(Items from a dataset)
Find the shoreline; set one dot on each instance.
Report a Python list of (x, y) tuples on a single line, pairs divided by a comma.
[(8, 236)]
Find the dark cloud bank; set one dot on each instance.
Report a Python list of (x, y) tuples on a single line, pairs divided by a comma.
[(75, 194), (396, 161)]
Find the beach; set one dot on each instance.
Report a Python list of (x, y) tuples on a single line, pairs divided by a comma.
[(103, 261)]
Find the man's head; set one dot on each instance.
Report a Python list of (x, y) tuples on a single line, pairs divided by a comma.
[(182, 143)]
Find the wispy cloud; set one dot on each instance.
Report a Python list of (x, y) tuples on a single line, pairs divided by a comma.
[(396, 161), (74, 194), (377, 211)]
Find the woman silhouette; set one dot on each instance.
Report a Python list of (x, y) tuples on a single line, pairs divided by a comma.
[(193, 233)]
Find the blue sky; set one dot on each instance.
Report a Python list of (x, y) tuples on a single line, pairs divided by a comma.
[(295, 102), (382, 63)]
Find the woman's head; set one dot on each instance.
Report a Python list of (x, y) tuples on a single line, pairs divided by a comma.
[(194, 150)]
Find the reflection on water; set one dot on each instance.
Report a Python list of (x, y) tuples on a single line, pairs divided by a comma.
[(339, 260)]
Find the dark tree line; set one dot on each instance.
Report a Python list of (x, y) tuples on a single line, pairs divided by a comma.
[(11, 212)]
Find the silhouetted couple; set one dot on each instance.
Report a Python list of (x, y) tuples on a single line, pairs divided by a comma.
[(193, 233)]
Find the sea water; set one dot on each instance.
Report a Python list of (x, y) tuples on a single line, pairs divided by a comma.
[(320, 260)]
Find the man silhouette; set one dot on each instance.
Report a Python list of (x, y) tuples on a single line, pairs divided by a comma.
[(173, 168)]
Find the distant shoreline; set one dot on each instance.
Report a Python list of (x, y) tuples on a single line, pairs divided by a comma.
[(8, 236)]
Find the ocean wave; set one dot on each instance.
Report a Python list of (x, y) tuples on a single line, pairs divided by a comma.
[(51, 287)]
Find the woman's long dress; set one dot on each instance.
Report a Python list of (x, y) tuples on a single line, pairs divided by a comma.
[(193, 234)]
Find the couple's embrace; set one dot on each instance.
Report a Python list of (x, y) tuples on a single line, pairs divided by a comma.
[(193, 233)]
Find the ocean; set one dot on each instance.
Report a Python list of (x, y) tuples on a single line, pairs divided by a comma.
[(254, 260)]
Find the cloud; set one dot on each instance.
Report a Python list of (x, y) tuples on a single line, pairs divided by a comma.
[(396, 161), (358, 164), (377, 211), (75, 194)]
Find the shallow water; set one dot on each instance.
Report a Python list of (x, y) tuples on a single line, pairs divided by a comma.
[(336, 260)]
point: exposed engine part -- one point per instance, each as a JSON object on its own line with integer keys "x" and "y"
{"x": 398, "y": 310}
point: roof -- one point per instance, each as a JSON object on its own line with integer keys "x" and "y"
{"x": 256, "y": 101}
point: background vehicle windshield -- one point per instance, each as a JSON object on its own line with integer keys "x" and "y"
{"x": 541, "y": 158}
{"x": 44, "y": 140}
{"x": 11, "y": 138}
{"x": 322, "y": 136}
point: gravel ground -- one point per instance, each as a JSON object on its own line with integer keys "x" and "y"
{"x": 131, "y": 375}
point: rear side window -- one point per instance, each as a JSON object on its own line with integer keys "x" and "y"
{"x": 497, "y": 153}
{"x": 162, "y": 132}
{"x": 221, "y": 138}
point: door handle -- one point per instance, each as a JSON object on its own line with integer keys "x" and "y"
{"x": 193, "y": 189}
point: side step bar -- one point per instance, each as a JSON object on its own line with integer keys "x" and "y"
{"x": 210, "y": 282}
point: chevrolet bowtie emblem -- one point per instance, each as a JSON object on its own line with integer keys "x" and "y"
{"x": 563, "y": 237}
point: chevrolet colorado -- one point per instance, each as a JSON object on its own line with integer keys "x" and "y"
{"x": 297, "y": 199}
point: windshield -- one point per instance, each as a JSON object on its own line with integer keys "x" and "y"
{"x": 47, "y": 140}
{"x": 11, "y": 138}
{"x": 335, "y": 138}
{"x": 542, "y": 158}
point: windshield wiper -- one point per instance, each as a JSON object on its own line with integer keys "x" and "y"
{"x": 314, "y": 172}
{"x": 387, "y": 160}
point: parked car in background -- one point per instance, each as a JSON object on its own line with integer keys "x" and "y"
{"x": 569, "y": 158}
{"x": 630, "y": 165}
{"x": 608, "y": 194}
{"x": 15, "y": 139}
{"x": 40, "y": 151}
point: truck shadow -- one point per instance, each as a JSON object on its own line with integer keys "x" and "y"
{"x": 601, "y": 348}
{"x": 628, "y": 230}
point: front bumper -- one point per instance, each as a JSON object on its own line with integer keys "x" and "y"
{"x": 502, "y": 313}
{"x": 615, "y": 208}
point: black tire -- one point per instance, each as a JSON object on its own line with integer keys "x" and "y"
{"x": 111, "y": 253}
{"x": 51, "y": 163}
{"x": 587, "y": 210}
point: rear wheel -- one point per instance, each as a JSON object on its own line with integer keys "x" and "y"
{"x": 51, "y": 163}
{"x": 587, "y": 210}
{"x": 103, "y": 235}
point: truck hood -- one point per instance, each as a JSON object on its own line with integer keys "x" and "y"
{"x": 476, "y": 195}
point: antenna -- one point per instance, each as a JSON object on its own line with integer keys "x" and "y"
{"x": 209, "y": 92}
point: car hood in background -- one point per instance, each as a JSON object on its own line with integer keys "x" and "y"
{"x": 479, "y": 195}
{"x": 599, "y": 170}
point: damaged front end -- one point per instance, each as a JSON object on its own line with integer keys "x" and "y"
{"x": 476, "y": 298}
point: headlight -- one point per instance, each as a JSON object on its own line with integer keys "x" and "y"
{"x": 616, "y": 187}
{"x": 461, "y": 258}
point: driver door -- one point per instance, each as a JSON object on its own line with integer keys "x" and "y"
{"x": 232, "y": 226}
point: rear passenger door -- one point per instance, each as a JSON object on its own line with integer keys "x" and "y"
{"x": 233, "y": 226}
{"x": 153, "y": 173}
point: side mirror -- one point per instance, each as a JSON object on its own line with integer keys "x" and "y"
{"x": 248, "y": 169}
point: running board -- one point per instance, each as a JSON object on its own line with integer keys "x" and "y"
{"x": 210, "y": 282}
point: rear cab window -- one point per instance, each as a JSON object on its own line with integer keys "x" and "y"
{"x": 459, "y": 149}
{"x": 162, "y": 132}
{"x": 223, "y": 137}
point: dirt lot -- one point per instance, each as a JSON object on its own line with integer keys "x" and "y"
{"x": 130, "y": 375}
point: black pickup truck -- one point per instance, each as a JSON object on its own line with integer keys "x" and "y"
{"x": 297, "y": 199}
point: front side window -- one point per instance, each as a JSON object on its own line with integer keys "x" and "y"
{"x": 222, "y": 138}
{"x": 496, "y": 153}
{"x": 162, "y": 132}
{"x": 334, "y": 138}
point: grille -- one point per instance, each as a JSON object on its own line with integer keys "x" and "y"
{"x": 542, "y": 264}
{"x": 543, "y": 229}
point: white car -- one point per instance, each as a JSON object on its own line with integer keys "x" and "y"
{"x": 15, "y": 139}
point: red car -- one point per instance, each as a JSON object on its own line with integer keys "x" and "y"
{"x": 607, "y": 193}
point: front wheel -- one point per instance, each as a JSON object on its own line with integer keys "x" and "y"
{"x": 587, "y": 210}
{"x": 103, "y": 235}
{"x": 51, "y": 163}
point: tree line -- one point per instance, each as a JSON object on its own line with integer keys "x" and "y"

[Exercise objective]: Some lines above hold the word "shoreline". Copy all of them.

[Result of the task]:
Find the shoreline; set one dot on each instance.
Find the distant shoreline; set one dot on each instance.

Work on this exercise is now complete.